**YOUR TASKS:**
1 > Decide whether each statement below agrees with the NVR switch thread, answering yes or no and quoting the exact words of the thread that settle it. (a) Steve's router runs on 110 volts. (b) Charnwood told Steve its switch works at both 110 and 240 volts. (c) The Trend switch sells for £80.
2 > Answer these questions using the NVR switch thread.
(a) What does Barreller say Axminster is known as around his area?
(b) How many watts is the DW625EL?
(c) From which retailer did Mike Wingate get his switch?
3 > Repeat the passage of the NVR switch thread from "Hi Guys and thanks" up to and including "take the amps.".

# NVR Switch



## Barreller (Jun 1, 2009)

Hi Guys and Happy Christmas from the UK!!

I need an NVR switch for my table mounted DW625EL. They don't seem to be available in the UK. Can anybody recommend a supplier from the US?

Thanks

Steve


----------



## bobj3 (Jan 17, 2006)

Hi Steve

Try the links below

Power Tool NVR Switch : Buy Power Tool NVR Switch at Axminster Power Tool Centre

Wealden Tool Company Limited NVR switch

========



Barreller said:


> Hi Guys and Happy Christmas from the UK!!
> 
> I need an NVR switch for my table mounted DW625EL. They don't seem to be available in the UK. Can anybody recommend a supplier from the US?
> 
> ...


----------



## istracpsboss (Sep 14, 2008)

Barreller said:


> Hi Guys and Happy Christmas from the UK!!
> 
> I need an NVR switch for my table mounted DW625EL. They don't seem to be available in the UK. Can anybody recommend a supplier from the US?
> 
> ...


Hi Steve

Bob's links are good and Axminster is reasonably handy. OK, having spent time in South Devon I know North Devon and North Somerset are a fair trek away. 
US ones would be the wrong voltage anyway. 
I would have thought that your local electrical wholesaler could order up NVR switches if they haven't got them in stock. All the schools workshops I've seen use them and so do commercial ones. RS Components surely list them.
Welcome to rswww.com

Cheers

Peter


----------



## Barreller (Jun 1, 2009)

Hi Guys and thanks for the replies. What I didn't say, as this is a US forum, is that my router is 110 volt. Axminster (or "Toys for Boys" as it is known around here) only do a 240 volt version.

Steve


----------



## Mike Wingate (Apr 26, 2009)

I got mine from Charnwood W025 Nvr Switch, For Use With Any Router Table CNWW025 from Wokingham Tools
There should be no problem running a 110v tool from it as it is lower powered and still should take the amps.


----------



## Barreller (Jun 1, 2009)

Thanks Mike.

I emailed Charnwood and they replied that their switch is only for 240volts. Incidentally the DW625EL is 1850 watts so at 110 volts the current is more than double that at 240 volt for the same power (I'm not sure that you can do a simple Ohms law on this but it has to be close!) It seems that the only one available generally in the UK is the Trend one at £80 which seems a bit steep for a switch!! I'm still looking.

Steve


----------

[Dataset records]

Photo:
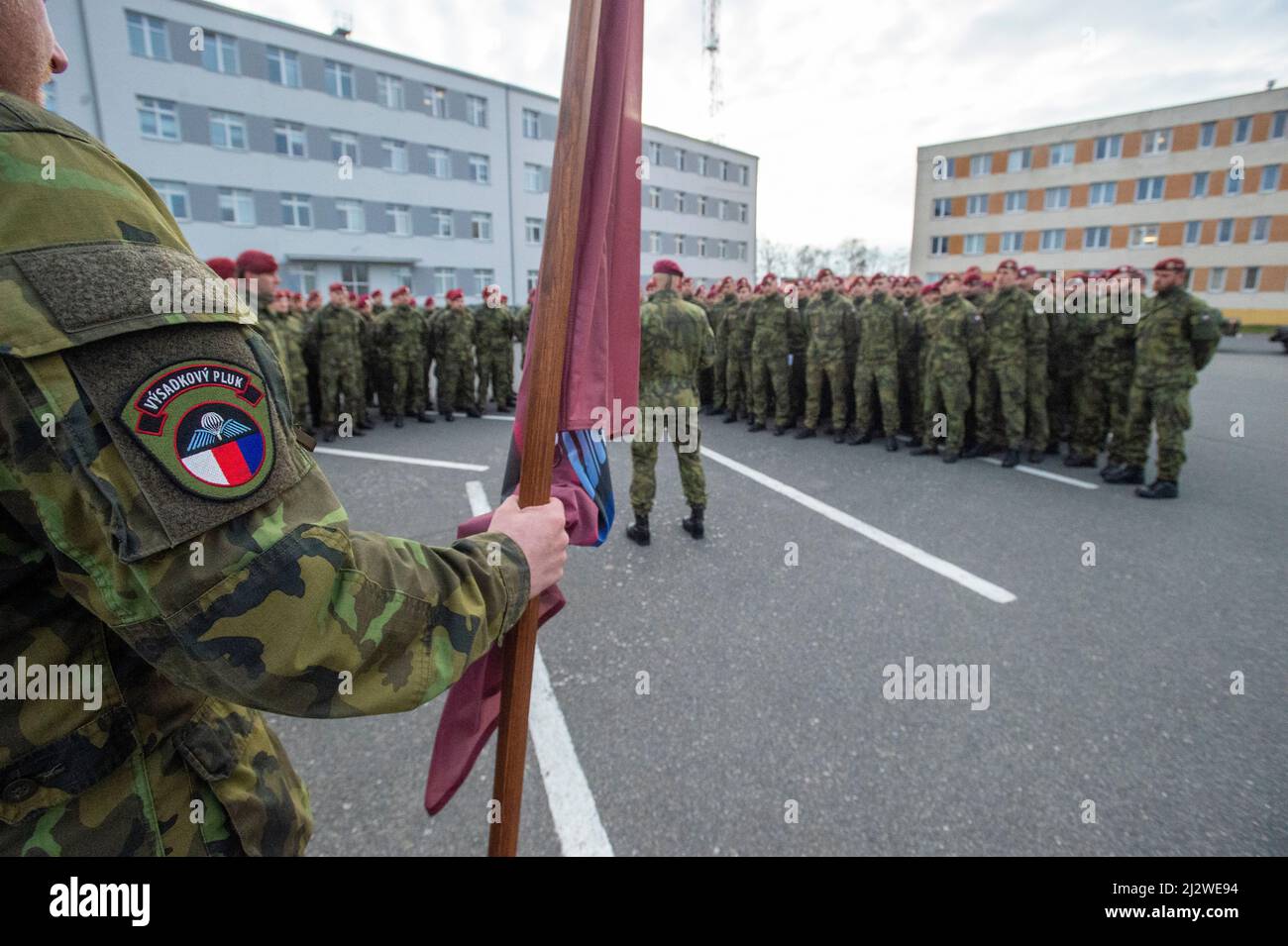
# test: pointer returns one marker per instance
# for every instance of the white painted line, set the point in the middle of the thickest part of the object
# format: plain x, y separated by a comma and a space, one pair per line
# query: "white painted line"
907, 550
572, 806
1043, 473
395, 459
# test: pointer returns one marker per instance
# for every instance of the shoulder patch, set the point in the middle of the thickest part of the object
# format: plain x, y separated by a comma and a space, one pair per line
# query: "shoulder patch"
207, 425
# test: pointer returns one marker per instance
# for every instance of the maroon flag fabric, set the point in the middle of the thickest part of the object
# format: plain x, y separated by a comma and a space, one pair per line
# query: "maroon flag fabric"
600, 366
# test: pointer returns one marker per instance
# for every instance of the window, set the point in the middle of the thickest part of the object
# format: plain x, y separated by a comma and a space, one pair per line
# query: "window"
1061, 155
227, 130
288, 138
445, 279
1103, 193
174, 194
436, 100
393, 155
1051, 241
389, 93
1056, 198
283, 67
399, 219
438, 163
356, 277
1108, 147
236, 206
1016, 201
1142, 236
147, 37
441, 223
158, 119
339, 78
344, 146
353, 219
1149, 189
1095, 239
296, 211
1157, 142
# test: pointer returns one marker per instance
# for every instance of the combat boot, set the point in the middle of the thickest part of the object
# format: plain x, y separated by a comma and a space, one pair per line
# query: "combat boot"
638, 530
1127, 473
1158, 489
694, 524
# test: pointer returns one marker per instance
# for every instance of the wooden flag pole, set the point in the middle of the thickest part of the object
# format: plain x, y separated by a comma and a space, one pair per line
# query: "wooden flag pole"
544, 399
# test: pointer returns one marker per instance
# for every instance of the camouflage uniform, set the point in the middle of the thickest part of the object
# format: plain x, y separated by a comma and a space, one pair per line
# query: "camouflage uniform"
675, 344
201, 609
1003, 381
879, 362
831, 331
1175, 339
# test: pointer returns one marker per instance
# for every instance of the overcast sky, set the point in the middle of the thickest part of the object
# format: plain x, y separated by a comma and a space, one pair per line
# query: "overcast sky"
836, 95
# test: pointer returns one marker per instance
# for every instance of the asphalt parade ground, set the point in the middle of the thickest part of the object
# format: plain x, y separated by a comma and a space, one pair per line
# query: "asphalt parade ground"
729, 696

**SOLUTIONS TO THE EXERCISE:**
1 >
(a) Yes: "my router is 110 volt."
(b) No: "they replied that their switch is only for 240volts."
(c) Yes: "the Trend one at £80"

2 >
(a) "Toys for Boys"
(b) 1850 watts
(c) Wokingham Tools

3 >
Hi Guys and thanks for the replies. What I didn't say, as this is a US forum, is that my router is 110 volt. Axminster (or "Toys for Boys" as it is known around here) only do a 240 volt version.

Steve


----------



## Mike Wingate (Apr 26, 2009)

I got mine from Charnwood W025 Nvr Switch, For Use With Any Router Table CNWW025 from Wokingham Tools
There should be no problem running a 110v tool from it as it is lower powered and still should take the amps.